_Your task_: Please format every line of the rows below as a numbered list, skipping blank lines and omitting the pictures.

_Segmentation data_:
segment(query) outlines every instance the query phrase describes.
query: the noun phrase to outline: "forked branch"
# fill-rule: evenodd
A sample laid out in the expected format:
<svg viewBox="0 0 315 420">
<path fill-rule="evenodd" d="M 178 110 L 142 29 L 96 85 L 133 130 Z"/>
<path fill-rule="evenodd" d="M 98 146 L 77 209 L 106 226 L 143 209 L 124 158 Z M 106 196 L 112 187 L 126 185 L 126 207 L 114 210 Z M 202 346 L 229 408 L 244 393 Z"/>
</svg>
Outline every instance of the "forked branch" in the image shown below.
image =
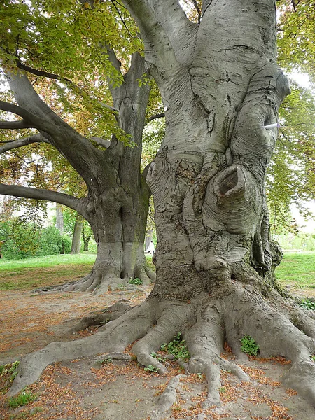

_Response below_:
1. segment(query) outlines every instance the query phrase describes.
2. query: the noun phrase to outline: "forked branch"
3. # fill-rule: evenodd
4. A sample laid out in the expected format:
5. <svg viewBox="0 0 315 420">
6. <path fill-rule="evenodd" d="M 178 110 L 142 29 L 96 85 L 133 130 Z"/>
7. <path fill-rule="evenodd" d="M 98 146 L 77 209 L 106 226 L 143 209 L 124 158 Z M 106 196 L 112 187 L 126 185 L 126 207 L 114 210 Z M 202 346 L 229 408 L 244 393 Z"/>
8. </svg>
9. Outline every instance of the "forked branch" in the image shown below.
10. image =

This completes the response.